Location labeling records
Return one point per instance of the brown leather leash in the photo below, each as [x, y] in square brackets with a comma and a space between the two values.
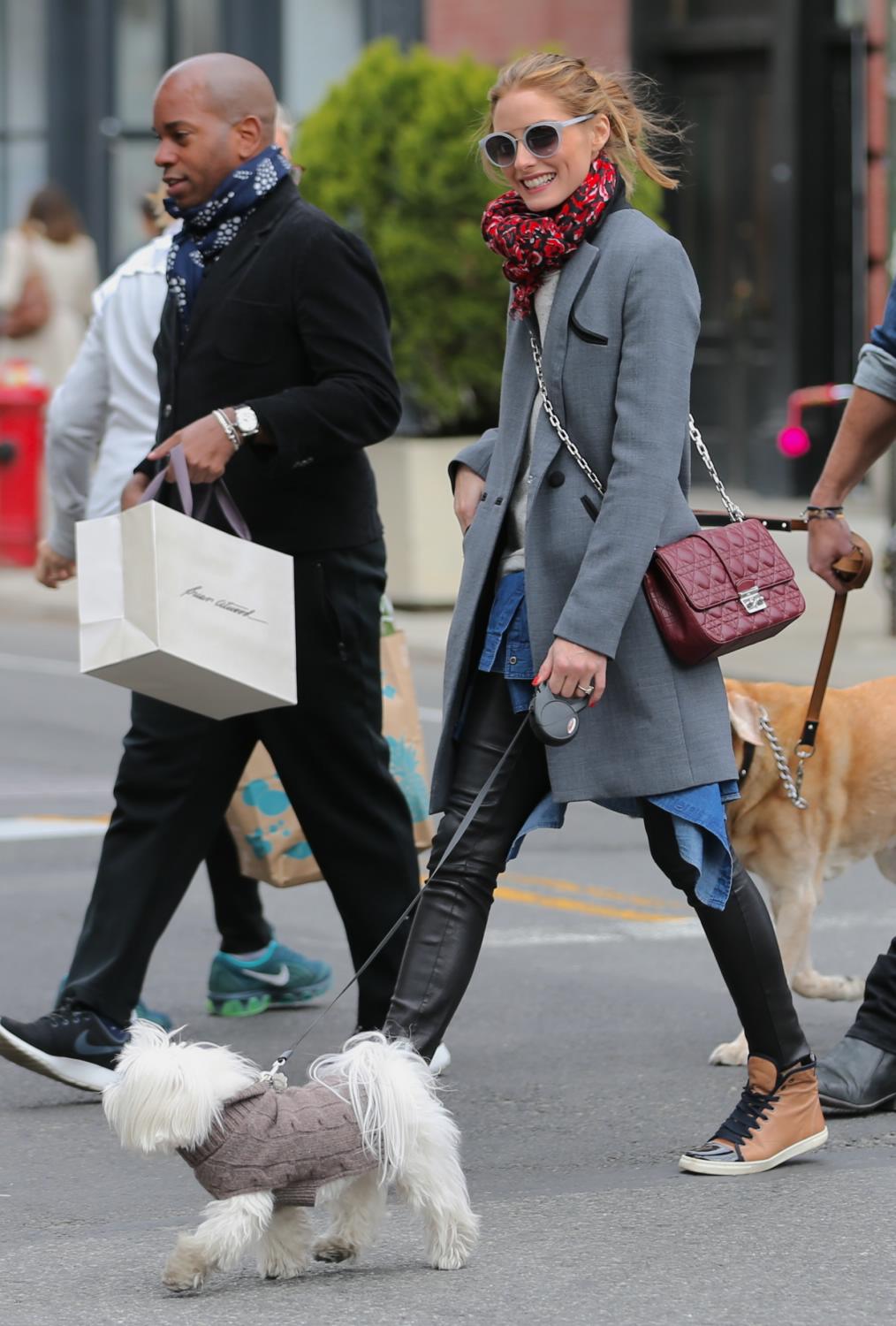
[854, 570]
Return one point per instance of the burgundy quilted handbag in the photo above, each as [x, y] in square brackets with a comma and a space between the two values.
[716, 591]
[721, 589]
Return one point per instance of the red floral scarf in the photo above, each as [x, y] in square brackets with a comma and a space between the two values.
[535, 243]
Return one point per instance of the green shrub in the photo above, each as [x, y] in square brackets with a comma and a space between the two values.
[389, 156]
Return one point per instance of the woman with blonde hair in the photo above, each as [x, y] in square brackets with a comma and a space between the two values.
[606, 307]
[48, 272]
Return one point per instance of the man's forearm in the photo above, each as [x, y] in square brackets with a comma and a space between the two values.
[866, 431]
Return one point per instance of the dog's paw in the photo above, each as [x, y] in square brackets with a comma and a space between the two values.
[450, 1248]
[731, 1053]
[814, 986]
[334, 1249]
[452, 1259]
[186, 1268]
[281, 1268]
[182, 1281]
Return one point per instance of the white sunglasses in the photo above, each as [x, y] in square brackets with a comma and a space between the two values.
[541, 140]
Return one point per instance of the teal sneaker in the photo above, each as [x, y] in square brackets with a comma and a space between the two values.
[278, 979]
[148, 1015]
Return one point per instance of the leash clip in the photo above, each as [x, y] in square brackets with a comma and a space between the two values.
[273, 1076]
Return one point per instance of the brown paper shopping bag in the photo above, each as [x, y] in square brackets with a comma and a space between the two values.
[268, 835]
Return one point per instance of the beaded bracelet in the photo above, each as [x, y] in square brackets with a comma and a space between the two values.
[824, 514]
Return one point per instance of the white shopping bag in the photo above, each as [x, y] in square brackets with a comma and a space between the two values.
[186, 613]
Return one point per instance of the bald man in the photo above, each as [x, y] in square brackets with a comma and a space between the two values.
[275, 368]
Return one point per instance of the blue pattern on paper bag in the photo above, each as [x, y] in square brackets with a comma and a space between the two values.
[406, 771]
[264, 797]
[259, 843]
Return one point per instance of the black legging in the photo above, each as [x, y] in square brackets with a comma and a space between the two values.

# [Task instructions]
Swap "photo" for "image" everywhere in the records and write them out again with nothing else changed. Leave the pictures out.

# [Result]
Return one point per instance of the brown leather leash in the image below, each as [x, y] in square brackets with a comma and a space between the two values.
[854, 570]
Return one point per instance of the burgundy quilted handbag in the image above, each as [x, y] in square brackets with a comma and a space between the two values.
[716, 591]
[721, 589]
Return one point per instance of the red floral scarf in the image above, each as [x, y] in square brackets with a comma and a space between the two values.
[535, 243]
Return one point per instance of the green shrub in the image above, each as [x, y] in square brackets with a comma and a space between the two values.
[389, 156]
Return one point per instance of the woman with blonde hair in the image above, each as [x, y] in square brackets with a comma and a space between the two values.
[606, 307]
[48, 272]
Return one point per instance of the man's forearm in the image above, each as [x, y] in square brackets with a comma and a space between the two values.
[866, 431]
Return one point per instance of the dog's paw in the image above, each as [x, y] in square brackets with a comma and a space between the two values.
[450, 1248]
[731, 1053]
[814, 986]
[334, 1249]
[452, 1259]
[186, 1268]
[281, 1268]
[182, 1281]
Return one point per instance of the white sunglasses in the image above, each as [x, y] in square brackets with a comma and a space between the two values.
[541, 140]
Return one point per instance of the teal sneaker in the image above, each as [x, y] in square brackets with a comma and a space between the two values.
[278, 979]
[148, 1015]
Return one point per instance of the leash clip in the image above, each as [x, y] in square brackets with a comma and a space between the two values.
[273, 1076]
Return one point per instance of the brown paper shopping bag in the image above, each as [x, y] in square brackets with a comma and a space between the two values.
[268, 835]
Return one point per instance of the beaded bracelet in the image above, each as [x, y] in square brackets with a comma and a space between the two values.
[824, 514]
Return one point per instance of the white shopping bag in the image above, each as [x, y] in square brackets with a comma and a space between the two values.
[186, 613]
Return one point per instance of the bald man in the image above, each as [x, y] in square brackets with a comma and a space between the two values.
[275, 368]
Return one point per instance of the blue pattern on paper bag in the image above, each as [x, y] in square brackets with a comma and a space between the two values.
[406, 771]
[264, 797]
[259, 843]
Return one point per instance of the black legging in the image above, each as [x, y] in square brackets with a comma and a space between the two values.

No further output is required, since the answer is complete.